▶ [Consigne 1]
Répondez à ces questions d'après l'article sur la juridiction unifiée du brevet :
(a) Combien d'États européens la juridiction unifiée du brevet rassemblait-elle à son lancement ?
(b) Combien de brevets unitaires ont été enregistrés auprès de l'OEB depuis ce lancement ?
(c) Quel pays deviendra le 18e membre participant, et à quelle date ?

───── Texte fourni ─────

Le 1er juin 2023
était officiellement lancée la juridiction unifiée du brevet, rassemblant 17
États européens et visant à simplifier la gestion des brevets pour les
entreprises. L’heure de faire un premier bilan auprès de deux spécialistes du
cabinet Lavoix : Damien Colombié, mandataire en brevets européens et
conseil en propriété intellectuelle, et Camille Pecnard, avocat associé.
Il y a un an, la
juridiction unifiée du brevet (JUB) devenait officiellement opérationnelle, et
avec elle le système de brevet unitaire visant à simplifier la gestion des
brevets pour les entreprises. Depuis, plus de 27 000 brevets unitaires ont
été enregistrés auprès de l’Office européen des brevets (OEB), a annoncé le 31
mai la Commission européenne dans un communiqué, se félicitant du « réel
succès » de ce nouveau dispositif. En moyenne, 23% des brevets
européens délivrés s’appliquent dans les 17 États membres participants. Du côté
de la JUB, plus de 370 procédures ont été engagés devant la juridiction depuis
le 1er juin 2023.
La Commission européenne a
par ailleurs annoncé que la Roumanie deviendra le 18e membre
participant le 1er septembre prochain.
Quel premier bilan tirer de
ce nouveau système après un an ? Quel avenir pour la JUB ? Damien
Colombié et Camille Pecnard, spécialistes en propriété intellectuelle au sein
du cabinet Lavoix, nous apportent leur éclairage.
JSS : Comment se sont
déroulés les premiers mois de la mise en place du brevet unitaire et de la
juridiction unifiée du brevet ?
Damien Colombié : En
ce qui concerne le brevet à effet unitaire, cela s’est très bien passé au
niveau pratique. Nous avons mis en place des procédures avec nos clients et
l’Office européen des brevets (OEB) avait fait les choses de manière très
professionnelle. Nous avons donc pu très facilement déposer les premiers
brevets à effet unitaire, d’autant que l’on avait une période ou nous pouvions
anticiper le dépôt de brevets à effet unitaire avant le premier mois, ce que
nous avons fait.
Cela a été un peu plus
compliqué pour les dérogations à la JUB. Nous nous sommes retrouvés avec un
nombre considérable d’opt-out à faire, car plein de déposants ont décidé de ne
pas se lancer dans la JUB en premier, et de prendre du recul par rapport à
cette nouvelle juridiction. Cela a été un peu compliqué à faire, le dépôt des
opt-out se faisant administrativement devant la JUB, et son système
informatique n’était pas encore bien au point. Cela a représenté un stress, car
il fallait déposer cela avant le 1er juin pour éviter de se faire
attaquer sur certains brevets devant la JUB. Mais tout s’est rapidement corrigé
et, finalement, marche bien.

─────

▶ [Consigne 2] Recopiez l'ensemble des enregistrements en remplaçant « robot arm » par « robotic gripper », sans rien modifier d'autre.

───── Liste des enregistrements ─────

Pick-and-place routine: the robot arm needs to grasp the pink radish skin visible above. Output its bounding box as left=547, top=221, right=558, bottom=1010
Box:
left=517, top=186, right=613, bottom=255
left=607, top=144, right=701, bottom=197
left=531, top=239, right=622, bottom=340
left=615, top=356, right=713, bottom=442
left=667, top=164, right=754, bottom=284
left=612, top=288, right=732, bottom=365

─────

▶ [Réponse complète 1]
(a) 17 États européens.
(b) Plus de 27 000 brevets unitaires.
(c) La Roumanie, le 1er septembre prochain.

▶ [Réponse complète 2]
Pick-and-place routine: the robotic gripper needs to grasp the pink radish skin visible above. Output its bounding box as left=547, top=221, right=558, bottom=1010
Box:
left=517, top=186, right=613, bottom=255
left=607, top=144, right=701, bottom=197
left=531, top=239, right=622, bottom=340
left=615, top=356, right=713, bottom=442
left=667, top=164, right=754, bottom=284
left=612, top=288, right=732, bottom=365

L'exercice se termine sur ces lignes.